---------- TEXT EXCERPT ----------

1st Beijing Physics, Astrophysics and Cosmology Workshop (B-PAC)

Tuesday 31 Mar 2026, 09:00 → 16:00 Asia/Shanghai

ICTP-AP

Andrew Miller (ICTP - AP / University Chinese Academy of Sciences), Verónica Vázquez-Aceves (PKU / KIAA)

This meeting aims to bring together Beijing-based scientists that are working on physics, astrophysics and cosmology. It hopes to foster new collaborations and create a network of physicists working in Beijing.

Topics of interest include, but are not limited to:

• Gravitational waves
• Dark matter
• Neutron stars
• Black holes
• Primordial black holes
• Particle physics

 

We welcome participation from all members of the community, and especially from early-career scientists. This meeting will feature two presentations, lunch and a discussion session. We have invited:

1. Pau Amaro Seoane (Universitat Politècnica de València)
2. Mai Qiao (ICTP-AP)

 

To confirm your attendance, please register at the link.

---------- ENTRIES ----------

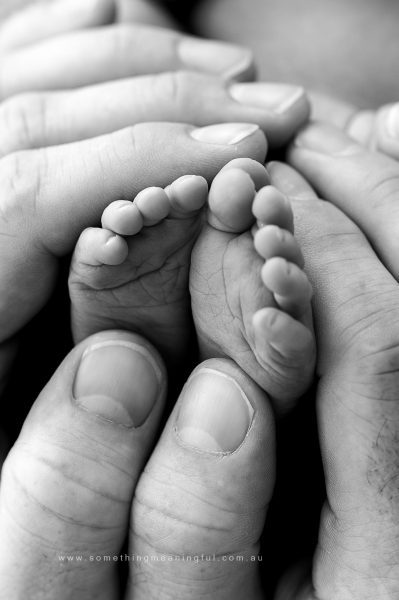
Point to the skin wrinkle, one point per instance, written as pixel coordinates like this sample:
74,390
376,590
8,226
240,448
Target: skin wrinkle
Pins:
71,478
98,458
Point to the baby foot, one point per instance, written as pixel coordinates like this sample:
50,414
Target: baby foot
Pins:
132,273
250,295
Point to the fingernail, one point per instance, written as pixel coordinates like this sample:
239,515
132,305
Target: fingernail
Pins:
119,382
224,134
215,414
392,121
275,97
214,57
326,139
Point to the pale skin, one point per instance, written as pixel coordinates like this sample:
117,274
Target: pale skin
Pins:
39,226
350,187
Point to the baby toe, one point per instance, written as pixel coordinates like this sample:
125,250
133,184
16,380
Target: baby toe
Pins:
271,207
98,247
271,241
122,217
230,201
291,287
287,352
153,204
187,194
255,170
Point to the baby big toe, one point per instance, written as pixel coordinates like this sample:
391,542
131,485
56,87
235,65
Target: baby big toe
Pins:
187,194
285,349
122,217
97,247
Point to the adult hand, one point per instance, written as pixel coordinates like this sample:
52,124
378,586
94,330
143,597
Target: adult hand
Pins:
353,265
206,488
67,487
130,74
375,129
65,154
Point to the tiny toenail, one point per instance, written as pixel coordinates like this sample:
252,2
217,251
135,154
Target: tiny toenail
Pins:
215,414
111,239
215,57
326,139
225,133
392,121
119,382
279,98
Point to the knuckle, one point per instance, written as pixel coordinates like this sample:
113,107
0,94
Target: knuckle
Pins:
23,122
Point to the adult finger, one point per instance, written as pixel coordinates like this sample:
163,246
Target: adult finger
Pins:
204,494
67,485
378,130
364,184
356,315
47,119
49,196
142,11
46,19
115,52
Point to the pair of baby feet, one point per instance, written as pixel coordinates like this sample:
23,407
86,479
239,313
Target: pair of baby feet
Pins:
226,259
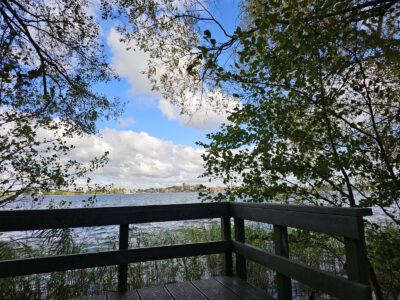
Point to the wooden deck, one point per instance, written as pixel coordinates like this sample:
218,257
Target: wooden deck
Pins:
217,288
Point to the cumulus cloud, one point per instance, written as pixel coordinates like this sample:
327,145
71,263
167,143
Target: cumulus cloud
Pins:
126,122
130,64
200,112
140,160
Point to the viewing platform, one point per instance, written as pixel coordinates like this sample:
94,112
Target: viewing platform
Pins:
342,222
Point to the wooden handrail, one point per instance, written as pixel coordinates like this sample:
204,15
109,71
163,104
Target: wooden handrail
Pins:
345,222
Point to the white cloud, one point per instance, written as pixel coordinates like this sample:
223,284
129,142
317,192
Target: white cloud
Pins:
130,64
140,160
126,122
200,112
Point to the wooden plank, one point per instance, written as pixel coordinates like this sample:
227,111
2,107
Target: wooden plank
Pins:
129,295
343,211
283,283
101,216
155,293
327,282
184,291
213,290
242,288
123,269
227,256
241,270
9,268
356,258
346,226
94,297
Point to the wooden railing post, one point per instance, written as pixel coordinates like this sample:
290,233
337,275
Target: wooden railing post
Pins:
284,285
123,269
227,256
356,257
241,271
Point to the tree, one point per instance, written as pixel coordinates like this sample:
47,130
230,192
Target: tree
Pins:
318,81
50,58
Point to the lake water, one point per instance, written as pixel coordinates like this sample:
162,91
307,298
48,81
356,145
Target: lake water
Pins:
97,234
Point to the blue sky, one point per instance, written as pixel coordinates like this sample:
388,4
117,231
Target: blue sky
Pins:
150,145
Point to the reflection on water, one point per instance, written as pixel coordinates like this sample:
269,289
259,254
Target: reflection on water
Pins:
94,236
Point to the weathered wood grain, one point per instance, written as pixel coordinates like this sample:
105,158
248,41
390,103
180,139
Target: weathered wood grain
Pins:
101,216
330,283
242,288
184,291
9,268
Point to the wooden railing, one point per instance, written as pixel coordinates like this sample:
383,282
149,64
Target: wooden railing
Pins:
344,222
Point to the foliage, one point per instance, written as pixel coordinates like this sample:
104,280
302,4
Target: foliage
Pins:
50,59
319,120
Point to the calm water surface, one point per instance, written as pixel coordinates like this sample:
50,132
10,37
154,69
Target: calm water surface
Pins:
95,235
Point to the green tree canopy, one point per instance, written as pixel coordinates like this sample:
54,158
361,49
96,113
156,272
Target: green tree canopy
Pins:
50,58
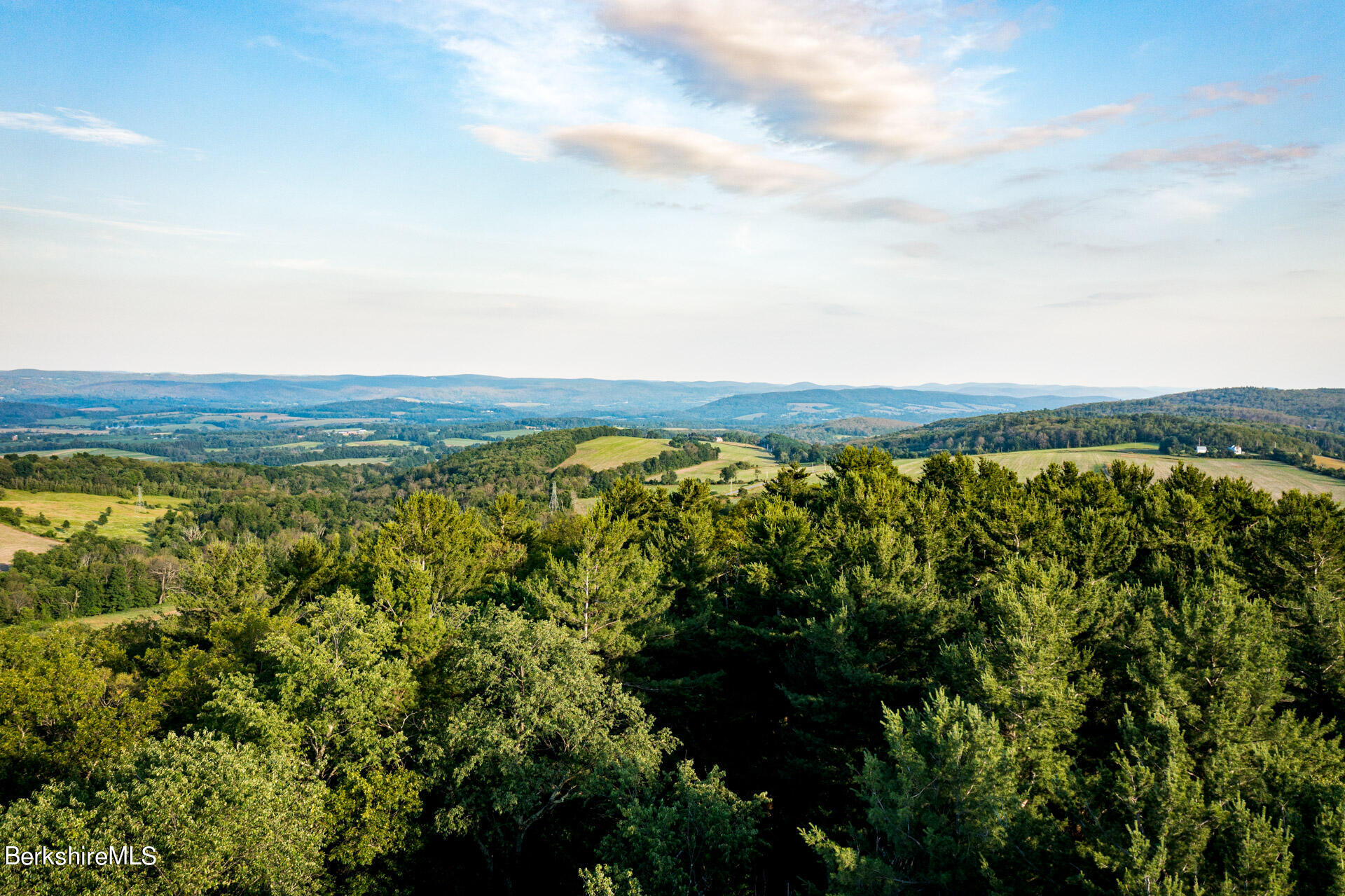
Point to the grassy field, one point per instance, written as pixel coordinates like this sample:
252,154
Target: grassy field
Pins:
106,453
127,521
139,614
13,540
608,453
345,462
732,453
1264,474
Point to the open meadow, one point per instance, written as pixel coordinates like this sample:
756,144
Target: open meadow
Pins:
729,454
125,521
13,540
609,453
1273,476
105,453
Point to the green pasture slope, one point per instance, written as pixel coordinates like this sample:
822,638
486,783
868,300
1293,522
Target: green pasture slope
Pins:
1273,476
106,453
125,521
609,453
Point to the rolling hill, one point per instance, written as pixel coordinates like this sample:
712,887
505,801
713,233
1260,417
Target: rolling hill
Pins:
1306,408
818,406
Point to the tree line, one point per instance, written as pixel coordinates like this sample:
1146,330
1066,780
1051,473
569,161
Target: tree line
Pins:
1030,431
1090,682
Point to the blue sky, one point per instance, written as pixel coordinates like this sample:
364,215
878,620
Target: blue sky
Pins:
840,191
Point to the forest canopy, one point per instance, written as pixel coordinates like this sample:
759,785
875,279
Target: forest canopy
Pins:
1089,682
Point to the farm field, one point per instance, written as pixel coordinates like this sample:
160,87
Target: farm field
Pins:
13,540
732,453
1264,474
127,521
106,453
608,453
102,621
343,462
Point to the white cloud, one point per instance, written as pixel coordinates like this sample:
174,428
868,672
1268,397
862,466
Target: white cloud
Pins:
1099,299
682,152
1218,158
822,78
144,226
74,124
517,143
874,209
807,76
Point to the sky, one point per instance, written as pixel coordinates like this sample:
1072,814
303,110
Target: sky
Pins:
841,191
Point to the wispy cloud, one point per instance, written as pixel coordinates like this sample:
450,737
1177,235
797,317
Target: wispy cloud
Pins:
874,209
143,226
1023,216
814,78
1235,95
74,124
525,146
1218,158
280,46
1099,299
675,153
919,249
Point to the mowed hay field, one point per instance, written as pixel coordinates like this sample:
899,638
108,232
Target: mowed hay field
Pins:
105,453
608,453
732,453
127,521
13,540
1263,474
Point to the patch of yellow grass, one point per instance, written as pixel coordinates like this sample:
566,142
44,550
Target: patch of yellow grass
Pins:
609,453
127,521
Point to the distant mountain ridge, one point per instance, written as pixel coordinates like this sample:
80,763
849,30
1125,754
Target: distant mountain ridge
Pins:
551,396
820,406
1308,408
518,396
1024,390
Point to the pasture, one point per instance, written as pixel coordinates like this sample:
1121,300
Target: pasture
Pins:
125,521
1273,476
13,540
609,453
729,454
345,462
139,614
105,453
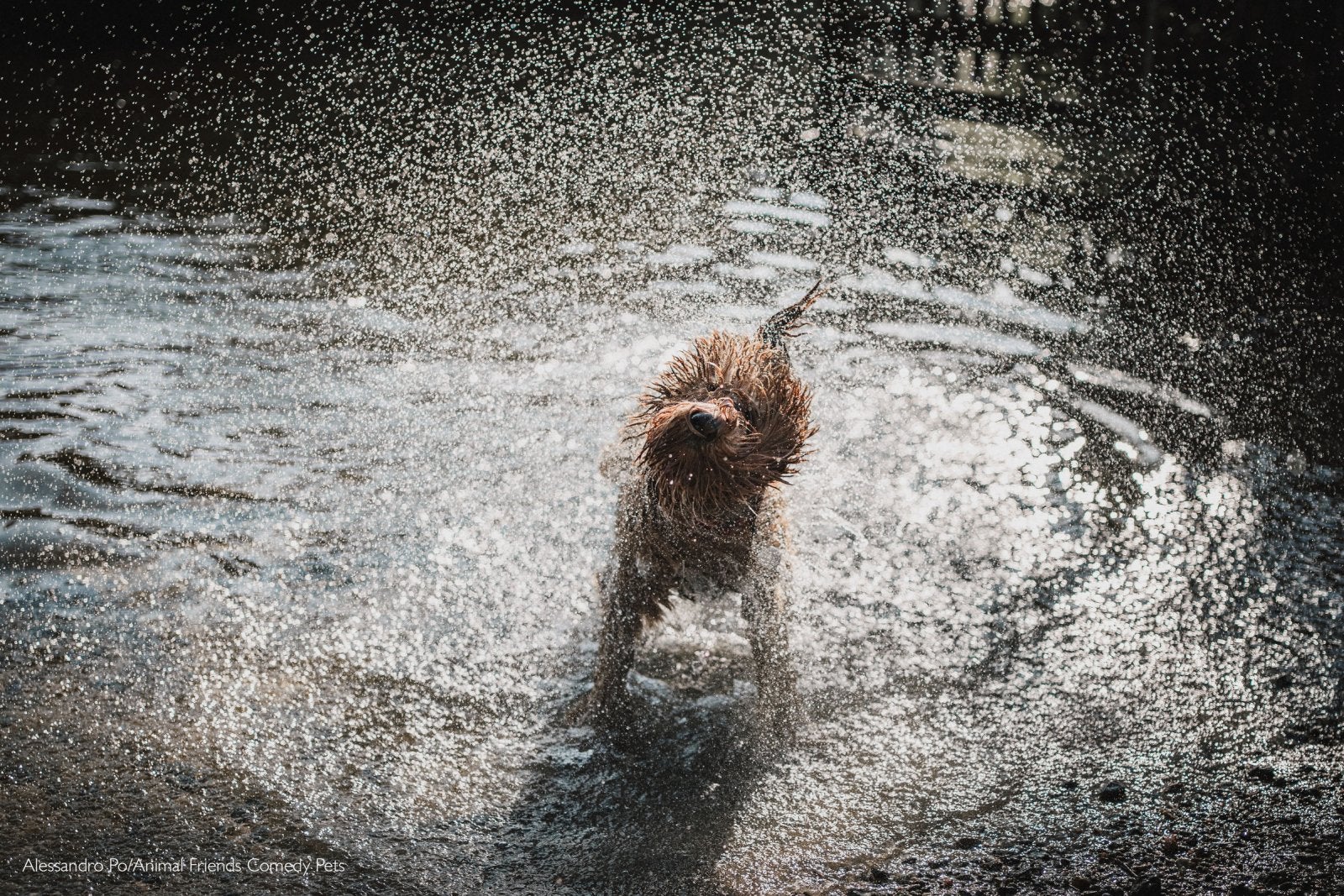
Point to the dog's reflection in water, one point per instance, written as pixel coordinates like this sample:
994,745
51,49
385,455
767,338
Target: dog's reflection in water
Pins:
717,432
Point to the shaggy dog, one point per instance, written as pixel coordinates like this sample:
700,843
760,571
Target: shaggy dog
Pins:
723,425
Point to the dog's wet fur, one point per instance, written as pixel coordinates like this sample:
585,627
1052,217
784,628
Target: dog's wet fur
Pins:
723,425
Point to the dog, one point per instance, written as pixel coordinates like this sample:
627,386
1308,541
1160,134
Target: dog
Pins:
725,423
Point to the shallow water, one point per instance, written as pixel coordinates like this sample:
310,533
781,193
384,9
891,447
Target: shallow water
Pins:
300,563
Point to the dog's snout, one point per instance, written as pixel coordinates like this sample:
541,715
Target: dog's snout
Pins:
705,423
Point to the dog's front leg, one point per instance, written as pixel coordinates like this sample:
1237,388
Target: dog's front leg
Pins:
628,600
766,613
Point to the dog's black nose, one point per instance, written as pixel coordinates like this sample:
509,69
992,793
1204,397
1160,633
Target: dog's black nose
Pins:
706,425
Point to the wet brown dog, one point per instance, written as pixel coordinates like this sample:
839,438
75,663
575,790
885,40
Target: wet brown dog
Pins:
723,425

----------

→ REQUESTS
1. Copy the workshop announcement word for word.
2. Repeat the entries exactly, starting with the line that contains "Point to the dog's black" and going on through the last line of the entries.
The entries are unrelated to the workshop announcement.

→ RESULTS FOR EACH TASK
1.
1st Beijing Physics, Astrophysics and Cosmology Workshop (B-PAC)

Tuesday 31 Mar 2026, 09:00 → 16:00 Asia/Shanghai

ICTP-AP

Andrew Miller (ICTP - AP / University Chinese Academy of Sciences), Verónica Vázquez-Aceves (PKU / KIAA)

This meeting aims to bring together Beijing-based scientists that are working on physics, astrophysics and cosmology. It hopes to foster new collaborations and create a network of physicists working in Beijing.

Topics of interest include, but are not limited to:

• Gravitational waves
• Dark matter
• Neutron stars
• Black holes
• Primordial black holes
• Particle physics

 

We welcome participation from all members of the community, and especially from early-career scientists. This meeting will feature two presentations, lunch and a discussion session. We have invited:

1. Pau Amaro Seoane (Universitat Politècnica de València)
2. Mai Qiao (ICTP-AP)

 

To confirm your attendance, please register at the link.

2.
Point to the dog's black nose, one point per instance, written as pixel coordinates like this sample:
509,69
992,793
1204,397
1160,633
Target: dog's black nose
Pins:
706,425
Point to the wet brown dog, one point per instance, written as pixel coordinates like this sample:
839,438
75,663
575,790
885,40
Target: wet brown dog
Pins:
723,425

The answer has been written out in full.